BEGIN Exercise input

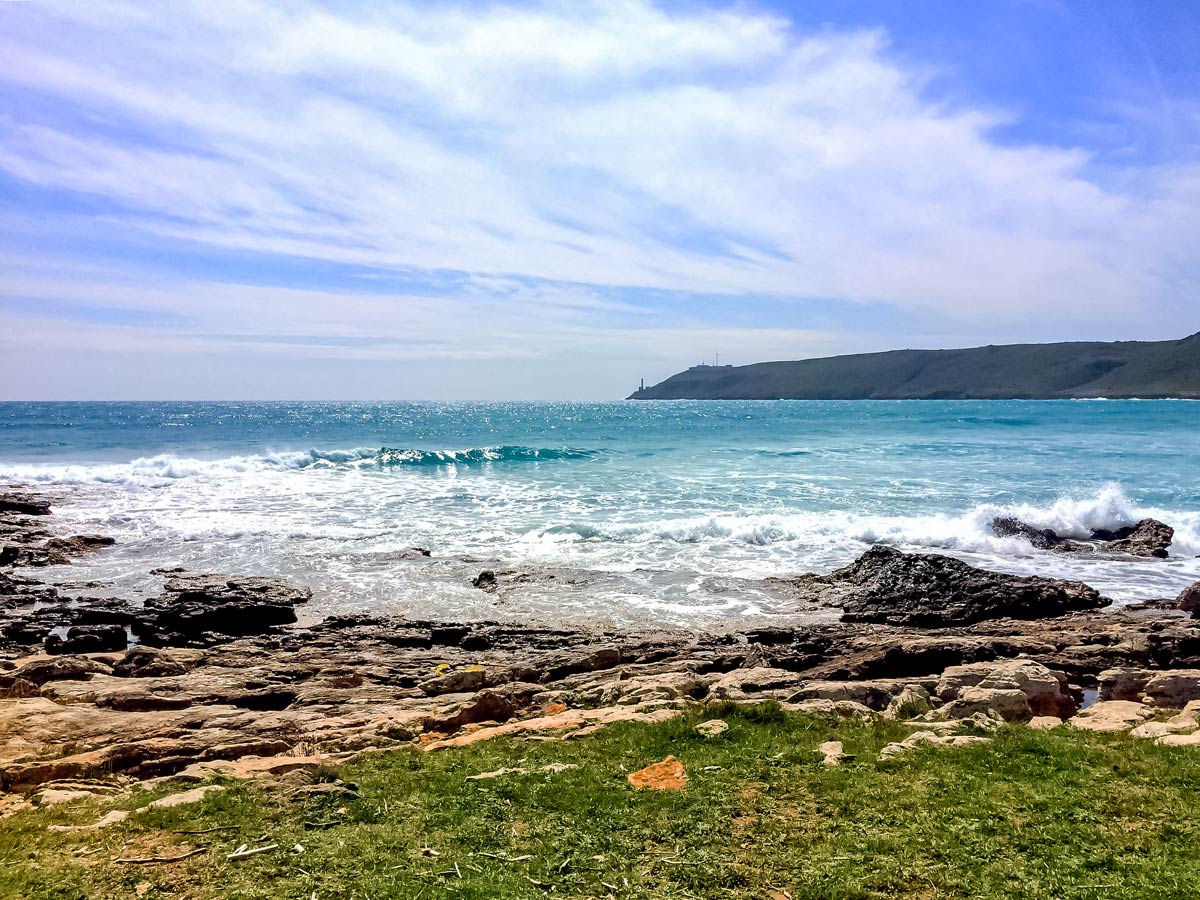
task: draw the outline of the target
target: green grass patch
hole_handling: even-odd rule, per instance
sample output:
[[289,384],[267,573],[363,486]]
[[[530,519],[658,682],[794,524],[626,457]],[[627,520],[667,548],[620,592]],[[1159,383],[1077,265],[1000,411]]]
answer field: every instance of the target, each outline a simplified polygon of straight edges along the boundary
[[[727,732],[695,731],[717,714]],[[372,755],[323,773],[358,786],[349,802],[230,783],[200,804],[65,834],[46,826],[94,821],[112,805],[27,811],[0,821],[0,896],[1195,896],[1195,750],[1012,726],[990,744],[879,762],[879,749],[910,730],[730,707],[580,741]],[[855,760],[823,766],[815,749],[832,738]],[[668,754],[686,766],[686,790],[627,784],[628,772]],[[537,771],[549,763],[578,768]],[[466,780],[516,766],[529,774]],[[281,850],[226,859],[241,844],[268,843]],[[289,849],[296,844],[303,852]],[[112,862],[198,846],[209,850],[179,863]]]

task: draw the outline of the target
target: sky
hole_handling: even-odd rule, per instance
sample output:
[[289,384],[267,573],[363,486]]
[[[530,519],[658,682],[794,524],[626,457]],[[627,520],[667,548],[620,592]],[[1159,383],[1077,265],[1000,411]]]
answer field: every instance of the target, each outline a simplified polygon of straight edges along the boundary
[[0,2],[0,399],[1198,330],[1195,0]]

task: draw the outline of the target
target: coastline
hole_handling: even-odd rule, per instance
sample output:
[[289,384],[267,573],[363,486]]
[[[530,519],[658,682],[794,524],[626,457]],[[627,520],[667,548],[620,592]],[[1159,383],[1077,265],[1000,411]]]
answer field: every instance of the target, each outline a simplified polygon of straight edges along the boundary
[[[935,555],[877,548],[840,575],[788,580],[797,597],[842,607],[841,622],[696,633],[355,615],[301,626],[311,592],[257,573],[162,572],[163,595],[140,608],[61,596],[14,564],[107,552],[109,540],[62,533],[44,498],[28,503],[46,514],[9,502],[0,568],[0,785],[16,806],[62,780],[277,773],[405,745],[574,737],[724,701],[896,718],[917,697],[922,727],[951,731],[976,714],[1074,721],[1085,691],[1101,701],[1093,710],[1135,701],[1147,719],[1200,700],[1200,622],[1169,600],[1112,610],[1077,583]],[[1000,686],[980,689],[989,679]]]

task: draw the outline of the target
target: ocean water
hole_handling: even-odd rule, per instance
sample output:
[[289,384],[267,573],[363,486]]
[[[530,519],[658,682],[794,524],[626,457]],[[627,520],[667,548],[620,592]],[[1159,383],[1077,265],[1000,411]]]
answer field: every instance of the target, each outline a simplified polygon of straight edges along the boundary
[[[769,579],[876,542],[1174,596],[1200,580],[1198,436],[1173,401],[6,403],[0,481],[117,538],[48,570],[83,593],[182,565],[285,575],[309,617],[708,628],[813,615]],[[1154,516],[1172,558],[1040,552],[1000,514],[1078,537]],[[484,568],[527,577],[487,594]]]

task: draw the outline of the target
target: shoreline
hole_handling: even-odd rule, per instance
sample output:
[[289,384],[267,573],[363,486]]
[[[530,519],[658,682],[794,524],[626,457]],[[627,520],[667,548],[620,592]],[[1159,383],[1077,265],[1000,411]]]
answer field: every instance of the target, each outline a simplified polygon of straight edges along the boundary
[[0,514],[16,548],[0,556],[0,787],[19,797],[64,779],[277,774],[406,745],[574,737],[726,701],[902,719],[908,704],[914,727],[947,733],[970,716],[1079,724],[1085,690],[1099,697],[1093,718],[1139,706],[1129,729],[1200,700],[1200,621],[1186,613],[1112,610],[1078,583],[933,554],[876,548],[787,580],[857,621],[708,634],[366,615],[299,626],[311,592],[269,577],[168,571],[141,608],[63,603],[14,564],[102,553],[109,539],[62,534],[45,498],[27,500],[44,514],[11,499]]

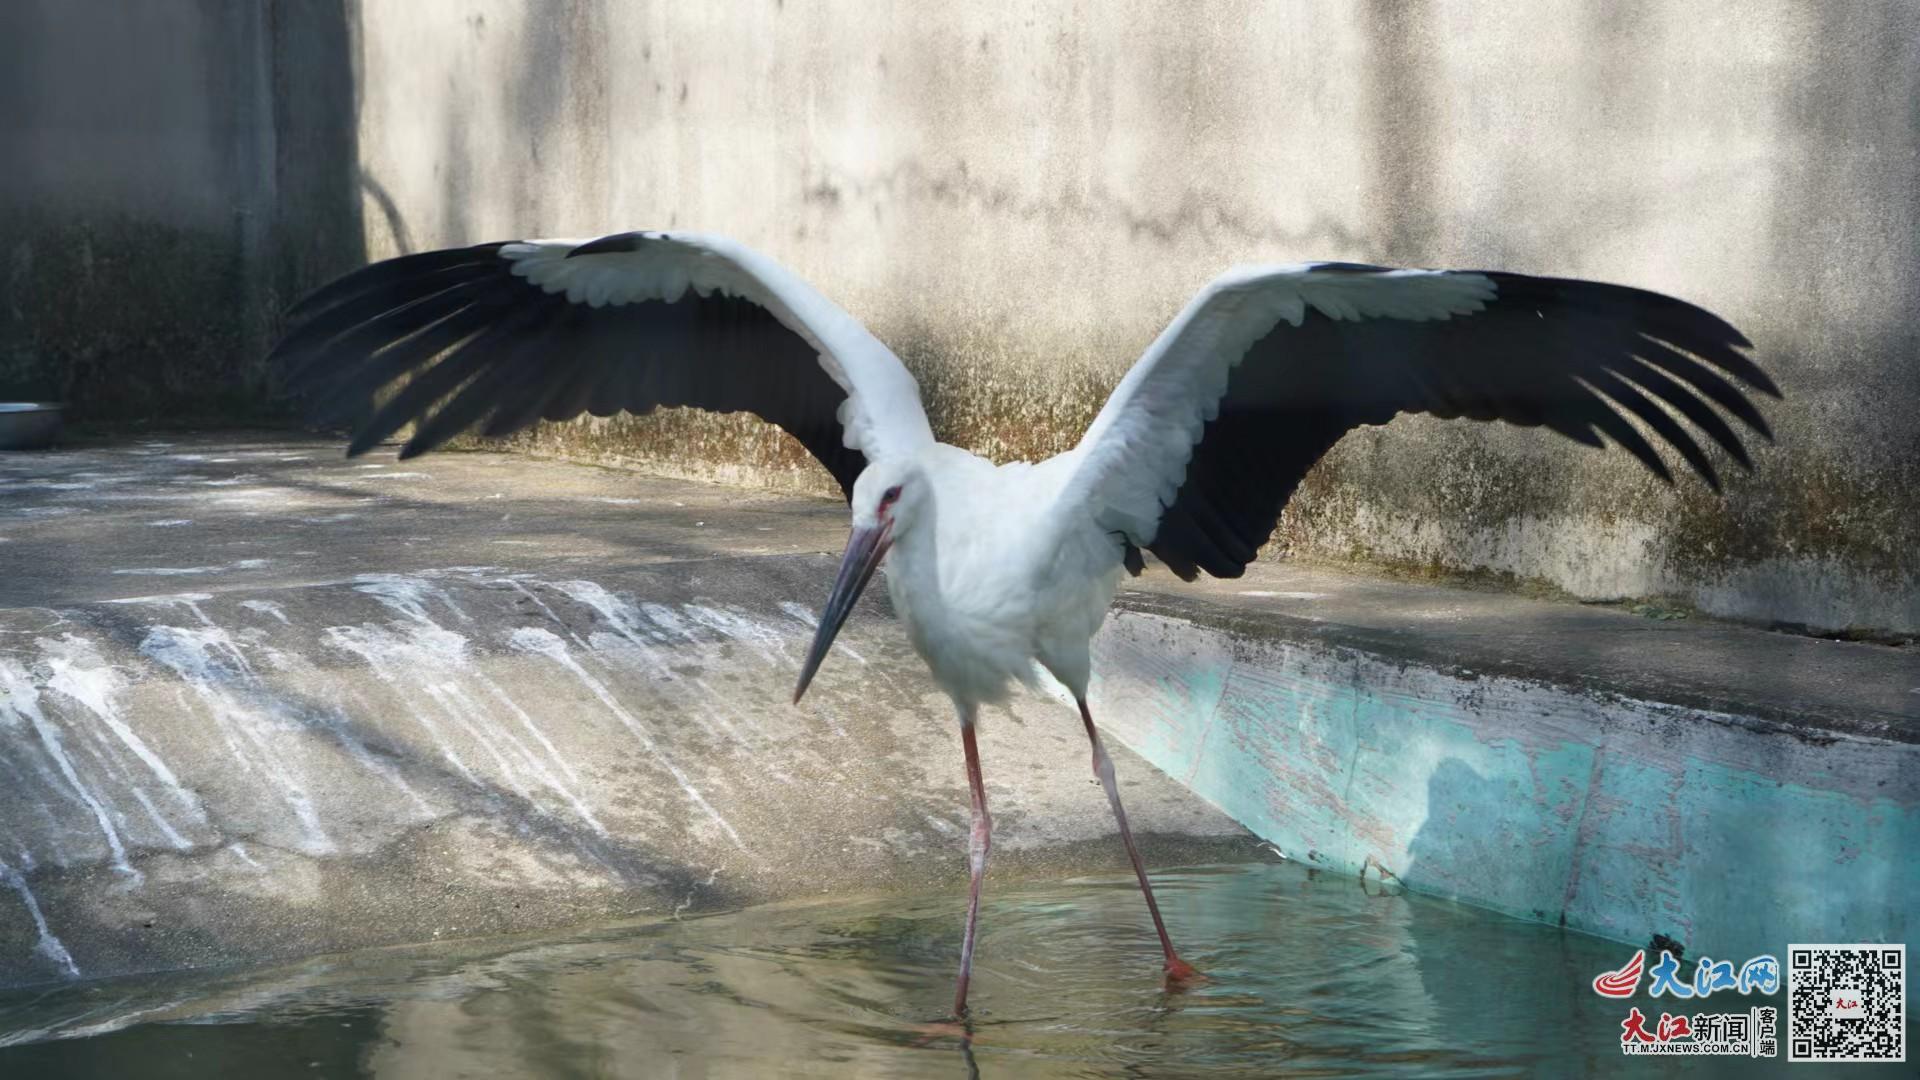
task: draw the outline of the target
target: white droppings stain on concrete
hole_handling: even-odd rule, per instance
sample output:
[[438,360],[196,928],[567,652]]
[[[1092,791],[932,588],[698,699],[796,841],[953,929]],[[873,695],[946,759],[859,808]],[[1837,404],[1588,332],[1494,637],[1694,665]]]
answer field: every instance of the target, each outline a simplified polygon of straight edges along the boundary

END Exercise input

Give an exact copy of the data, and omit any pictures it holds.

task: draw the outline of the target
target: green grass patch
hole_handling: even-odd rule, per instance
sample output:
[[289,384],[267,573],[363,486]]
[[[530,519],[658,682],[794,524],[626,457]],[[627,520],[667,548],[620,592]],[[1159,383],[1077,265],[1000,411]]]
answer field: every instance of the target, each outline a simplified polygon of straight edges along the boundary
[[[727,732],[695,731],[717,714]],[[372,755],[323,773],[358,786],[349,802],[230,783],[200,804],[65,834],[46,826],[94,821],[112,805],[27,811],[0,821],[0,896],[1195,896],[1195,750],[1012,726],[990,744],[879,762],[879,749],[910,730],[730,707],[580,741]],[[855,760],[823,766],[815,749],[832,738]],[[668,754],[686,766],[686,790],[627,784],[628,772]],[[537,771],[549,763],[578,768]],[[466,780],[516,766],[529,774]],[[281,850],[226,859],[241,844],[268,843]],[[289,849],[296,844],[303,852]],[[112,862],[198,846],[209,850],[179,863]]]

task: draw the outline of the target
target: sky
hole_handling: even-odd rule, per instance
sample output:
[[289,384],[267,573],[363,486]]
[[[530,519],[658,682],[794,524],[626,457]],[[627,520],[667,548],[620,592]],[[1159,383],[1077,265],[1000,411]]]
answer field: every instance of the target, each outline a simplified polygon of straight edges along the boundary
[[0,2],[0,399],[1198,330],[1195,0]]

task: draw the outline of the target
target: coastline
hole_handling: even-odd rule, per instance
sample output:
[[289,384],[267,573],[363,486]]
[[[530,519],[658,682],[794,524],[626,457]],[[627,520],[667,548],[620,592]],[[1159,383],[1077,265],[1000,411]]]
answer field: every instance of the target, each outline a simplified polygon of straight edges along the boundary
[[[935,555],[877,548],[840,575],[788,580],[797,597],[842,607],[841,622],[696,633],[355,615],[301,626],[311,592],[257,573],[162,572],[163,595],[140,608],[61,596],[14,564],[107,552],[109,540],[62,533],[44,498],[28,503],[46,514],[9,502],[0,568],[0,785],[16,806],[62,780],[277,773],[405,745],[574,737],[724,701],[896,718],[917,697],[922,727],[951,731],[976,714],[1074,721],[1085,691],[1101,701],[1093,710],[1135,701],[1147,719],[1200,700],[1200,622],[1169,600],[1112,610],[1077,583]],[[1000,686],[980,689],[989,679]]]

task: draw the outline of the target
target: ocean water
hole_handling: even-odd rule, per instance
sample output:
[[289,384],[267,573],[363,486]]
[[[530,519],[658,682],[794,524],[626,457]],[[627,520],[667,548],[620,592]],[[1159,383],[1077,265],[1000,411]]]
answer field: every instance of the target, each outline a simplified polygon of straight edges along the boundary
[[[769,579],[876,542],[1174,596],[1200,580],[1198,436],[1173,401],[6,403],[0,481],[117,538],[48,570],[83,593],[182,565],[285,575],[309,617],[708,628],[813,615]],[[1154,516],[1172,558],[1040,552],[1000,514],[1078,537]],[[484,568],[527,577],[487,594]]]

task: draw the outline of the target
target: shoreline
hole_handling: even-odd rule, per instance
sample output:
[[289,384],[267,573],[363,486]]
[[[530,519],[658,682],[794,524],[626,457]],[[627,520],[667,548],[620,592]],[[1159,383],[1077,265],[1000,411]]]
answer field: every instance of the target, each outline a simplified polygon of straight edges along the boundary
[[0,514],[16,548],[0,556],[0,787],[19,797],[64,779],[277,774],[406,745],[574,737],[726,701],[902,719],[908,704],[914,727],[947,733],[970,716],[1079,724],[1085,690],[1099,697],[1093,718],[1139,706],[1129,729],[1200,700],[1200,621],[1186,613],[1112,610],[1078,583],[933,554],[876,548],[787,580],[857,621],[708,634],[366,615],[299,626],[311,592],[269,577],[168,571],[141,608],[63,603],[14,564],[102,553],[109,539],[62,534],[45,498],[27,500],[44,514],[11,499]]

task: draw the outline of the target
target: white droppings stain on concrete
hole_handling: even-odd rule, per instance
sample output:
[[438,360],[196,928],[567,652]]
[[[1092,791],[932,588],[698,699],[796,841],[953,929]],[[873,695],[946,759],[859,808]],[[1837,404],[1588,332],[1494,637],[1694,665]]]
answer field: every instance of the target, each outline a simplified polygon of straight edges along the boundary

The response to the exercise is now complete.